_Problem to solve:_ Write out all entries word for word.

=== Input ===

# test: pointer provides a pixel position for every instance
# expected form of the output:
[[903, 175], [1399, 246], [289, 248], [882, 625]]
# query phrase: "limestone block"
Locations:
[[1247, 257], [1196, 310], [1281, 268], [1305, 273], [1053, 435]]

===

_Solution to the problem:_
# test: pointer provides a pixel position for every instance
# expected form of the output:
[[903, 175], [1399, 246], [289, 248], [882, 625]]
# query phrase: "limestone block"
Locations:
[[1247, 257], [1196, 310], [1281, 268], [1305, 273], [1053, 435]]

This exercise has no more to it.